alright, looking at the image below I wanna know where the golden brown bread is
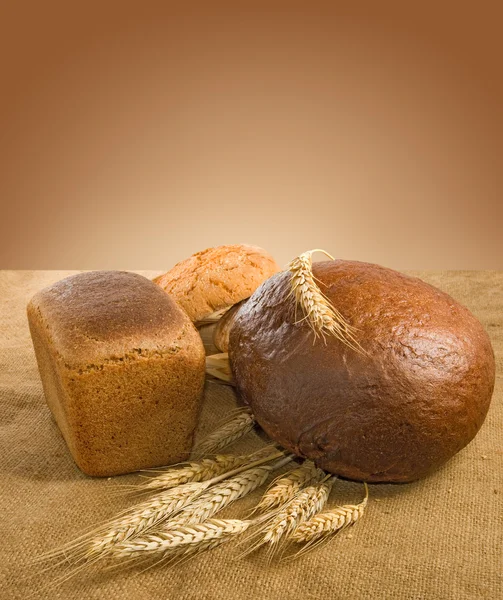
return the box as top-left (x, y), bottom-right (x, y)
top-left (27, 271), bottom-right (206, 477)
top-left (153, 244), bottom-right (279, 322)
top-left (229, 261), bottom-right (495, 483)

→ **Task instructions**: Drop the pictures and give every line above again exactly.

→ **Task result**:
alright, looking at the image below I wanna know where the golden brown bread is
return the box as top-left (x, y), bottom-right (x, y)
top-left (27, 271), bottom-right (206, 477)
top-left (153, 244), bottom-right (279, 322)
top-left (229, 261), bottom-right (495, 483)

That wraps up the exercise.